Exercise aim:
Please return every record exactly as written, leaving out the pictures.

+ + + +

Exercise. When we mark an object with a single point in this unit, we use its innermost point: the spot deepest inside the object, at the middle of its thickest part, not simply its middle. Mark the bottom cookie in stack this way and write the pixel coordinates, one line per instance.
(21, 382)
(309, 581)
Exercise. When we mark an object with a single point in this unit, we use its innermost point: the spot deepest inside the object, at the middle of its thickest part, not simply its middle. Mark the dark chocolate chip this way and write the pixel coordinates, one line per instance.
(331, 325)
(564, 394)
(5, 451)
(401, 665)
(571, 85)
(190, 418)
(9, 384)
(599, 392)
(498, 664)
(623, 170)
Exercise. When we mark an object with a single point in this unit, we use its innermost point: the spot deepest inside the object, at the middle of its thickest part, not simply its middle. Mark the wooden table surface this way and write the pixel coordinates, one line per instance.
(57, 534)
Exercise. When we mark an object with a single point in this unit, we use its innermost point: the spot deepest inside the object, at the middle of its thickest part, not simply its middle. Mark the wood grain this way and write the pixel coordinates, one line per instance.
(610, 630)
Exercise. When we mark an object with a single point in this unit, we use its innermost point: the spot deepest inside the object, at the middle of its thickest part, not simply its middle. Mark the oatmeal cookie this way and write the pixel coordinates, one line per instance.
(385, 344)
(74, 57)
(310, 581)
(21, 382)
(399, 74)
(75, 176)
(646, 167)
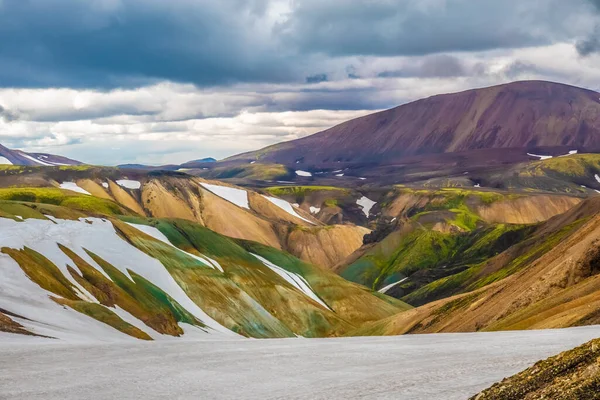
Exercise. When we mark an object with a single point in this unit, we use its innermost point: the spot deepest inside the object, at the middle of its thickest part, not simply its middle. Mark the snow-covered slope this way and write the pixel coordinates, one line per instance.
(103, 279)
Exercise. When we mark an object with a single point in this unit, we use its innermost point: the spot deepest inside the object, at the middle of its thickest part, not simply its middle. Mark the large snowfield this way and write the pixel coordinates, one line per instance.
(427, 367)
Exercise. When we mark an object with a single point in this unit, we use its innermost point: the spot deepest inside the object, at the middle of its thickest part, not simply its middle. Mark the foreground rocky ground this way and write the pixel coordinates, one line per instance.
(438, 366)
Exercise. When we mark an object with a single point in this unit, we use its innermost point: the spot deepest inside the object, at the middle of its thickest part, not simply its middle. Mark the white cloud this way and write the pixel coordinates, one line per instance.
(171, 123)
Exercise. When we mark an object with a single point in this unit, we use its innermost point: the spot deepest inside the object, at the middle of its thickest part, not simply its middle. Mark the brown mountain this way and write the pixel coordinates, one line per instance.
(529, 115)
(18, 157)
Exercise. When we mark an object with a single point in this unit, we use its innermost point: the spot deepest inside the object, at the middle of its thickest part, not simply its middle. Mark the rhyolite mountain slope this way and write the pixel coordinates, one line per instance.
(229, 210)
(527, 114)
(78, 268)
(18, 157)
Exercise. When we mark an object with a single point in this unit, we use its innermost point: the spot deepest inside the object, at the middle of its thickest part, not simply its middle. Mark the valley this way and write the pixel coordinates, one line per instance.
(471, 233)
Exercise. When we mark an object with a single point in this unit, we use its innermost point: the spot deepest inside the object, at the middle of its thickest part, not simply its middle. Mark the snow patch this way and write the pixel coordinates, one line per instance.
(238, 197)
(295, 280)
(366, 204)
(388, 287)
(72, 186)
(303, 173)
(539, 156)
(158, 235)
(129, 184)
(287, 207)
(35, 160)
(96, 235)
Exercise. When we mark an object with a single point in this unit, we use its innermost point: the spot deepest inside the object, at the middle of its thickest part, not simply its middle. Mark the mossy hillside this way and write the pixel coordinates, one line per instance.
(249, 171)
(528, 247)
(355, 303)
(571, 375)
(248, 298)
(139, 297)
(419, 249)
(43, 272)
(64, 198)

+ + + +

Response below:
Exercise. When we mark an object with a single point in this unit, we use its innermost point: the spot deepest inside the object, at the middle of its thickest part, not simply its middle. Mark the bottom cookie in stack this way and write the pixel coordinates, one line per instance.
(21, 382)
(309, 581)
Exercise. When we mark an object with a single point in this unit, we use its innermost point: the spot deepest inside the object, at the middle of its thickest part, not simply its middle. Mark the dark chocolate chip this way and write the pixel coordinates, one line per instance.
(331, 325)
(564, 394)
(5, 451)
(401, 665)
(571, 85)
(190, 418)
(9, 384)
(599, 392)
(498, 664)
(623, 170)
Exercise. When we mark an object with a single point in this unit, we use its innermost point: the spot deepest inside the object, at the middle of its thickest part, not simply its middle. Mark the wooden table surface this way and write the pixel coordinates, one line per instance.
(57, 534)
Exercise. When we mark an object with a single point in this unit, we use its innermost point: the spot deepest inside the object, at the middle of its thickest part, not simply its middle. Mark the wood grain this way and write the pixel coordinates, one line per instance.
(610, 630)
Exercise. When we mark an object with a single point in this unit, we use its innermost point: the spot deepest inside the object, at the middle of its thickest part, not simply its middle. Mark the oatmeal cookie this way and write the pixel coordinates, one line per instance.
(385, 344)
(74, 57)
(310, 581)
(21, 382)
(399, 74)
(75, 176)
(646, 167)
Exercise. When we mark an object with a single point in this unit, we use its innermost point: the spot deepest inside the object, at the middle of its thickest part, not simply its middle. Mark the snow-covered slope this way and write the pixel coordinates, one line per instance.
(103, 279)
Exercise. When we mark an object with a single point in this unit, we use its innermost point: the spot deepest inside the object, at the middle of its thickest part, not simply its middle. Mark the large snowfield this way and write the pixel coordinates, one line per instance.
(427, 367)
Exercise. When we mark an object with a single point in this unit, we use its innermost point: the spot deepest inside the object, at the middle of its thickest part, not simply its middle. Mark the foreground rocky ground this way and write the pixel coordinates, one line per instance.
(438, 366)
Exercise. When we mark an object with a single point in this unit, we use its innermost point: the spot deepest inside the object, at the middle of its thickest part, not simply its middle. Mark the white cloud this way and write the pixel coordinates, one line per instance.
(171, 123)
Exercise. When we mark an object with a single point in this unit, we use its innermost point: the spot deepest inside the object, at the middle of its thickest part, not simply its middle. Mark the brown mountain this way and write the pixel coordinates, one line per instance.
(529, 115)
(18, 157)
Exercise. When we mark an object with a single point in this unit, we use its innermost point: the spot deepest inside the object, at the middle of its thickest part, not simply its middle. Mark the rhyolite mountain slope this way and write the pixel coordinates, one line per instance.
(229, 210)
(527, 114)
(78, 268)
(18, 157)
Exercise. When we mark an object with a single point in this unit, we use its innermost point: the spot deepest inside the object, at the middle of its thickest part, not simply its middle. Mark the valley this way and write the pixel coordinates, one line per instance.
(471, 233)
Exercise. When we mark an object with a single point in this unit, we use its innermost point: the spot deepest inside the object, at the middle of its thickest part, not simply its middle. Mark the snow patch this way and write the pixel coordinates, one line per instance.
(238, 197)
(295, 280)
(366, 204)
(388, 287)
(72, 186)
(303, 173)
(539, 156)
(158, 235)
(129, 184)
(287, 207)
(35, 160)
(96, 235)
Exercise. When we mark an object with a single point in this unit, we use its innermost point: the spot deepest inside the object, at the middle of its thickest part, not simply its middle. Mark the mossy hillside this way and write the pixel coordinates, one line per instance.
(249, 171)
(528, 247)
(355, 303)
(571, 375)
(248, 298)
(139, 297)
(419, 249)
(43, 272)
(64, 198)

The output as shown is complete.